(Tasks and exercises)
a) Name every person identified by name in the court opinion below.
b) Reproduce, word for word, the part of the court opinion below that begins with the words containing "Susan B. Ellis, amicus" and ends with "defense, we affirm.".

(Extract provided)
-----

CARTER v. THE STATE
S09A0228
Supreme Court of Georgia
June 15, 2009
285 Ga. 565 | 678 SE2d 909
MELTON, Justice.
Susan B. Ellis, amicus curiae.
Following a jury trial, Antawyn Carter appeals his conviction for the felony murder of his brother, Tamitrea Carter.1 Antawyn contends that his trial counsel rendered ineffective assistance by failing to pursue the affirmative defense of justification based on the defense of third parties. Because no evidence supported this defense, we affirm.
Viewed in the light most favorable to the verdict, the record shows that, on the evening of August 6, 2006, Tamitrea was arguing with his father, Carey Carter, after the two of them had been drinking together. At that time, Tamitrea was living at home with his parents. At some point, Antawyn was called to come to his parents’ home. Antawyn‘s father, however, told him to go away, and Antawyn and Tamitrea were left outside the house. Neighbors then witnessed the brothers arguing in the street, and Antawyn threatened Tamitrea, “I‘ll take you out.” Antawyn then hit Tamitrea, knocking him to the ground. Tamitrea next got up and began running away from Antawyn towards a stop sign at the end of the street. Antawyn shot Tamitrea as he ran away, hitting him in the back of the head and killing him. Tamitrea‘s body was discovered in a ditch by the street with a knife laying on the ground nearby. Antawyn later admitted that he shot Tamitrea, but he claimed that it was an accident.

-----

(Available data)
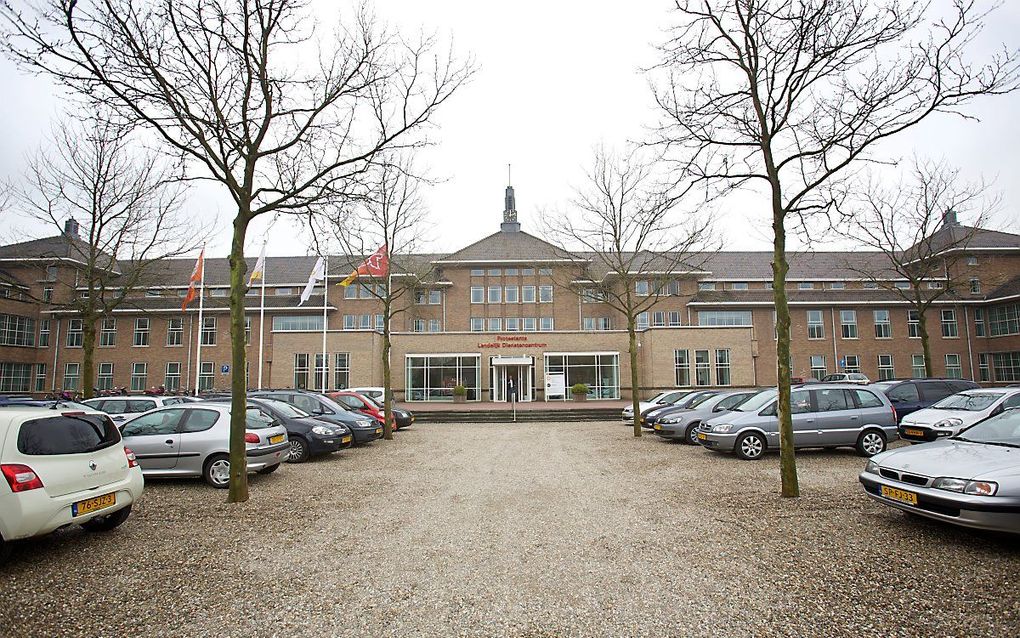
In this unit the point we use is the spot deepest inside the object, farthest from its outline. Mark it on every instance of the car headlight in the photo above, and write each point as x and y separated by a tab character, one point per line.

-----

(Results for each task)
a)
- Antawyn Carter
- Tamitrea Carter
- Carey Carter
- Susan B. Ellis
- Melton (Justice)

b)
Susan B. Ellis, amicus curiae.
Following a jury trial, Antawyn Carter appeals his conviction for the felony murder of his brother, Tamitrea Carter.1 Antawyn contends that his trial counsel rendered ineffective assistance by failing to pursue the affirmative defense of justification based on the defense of third parties. Because no evidence supported this defense, we affirm.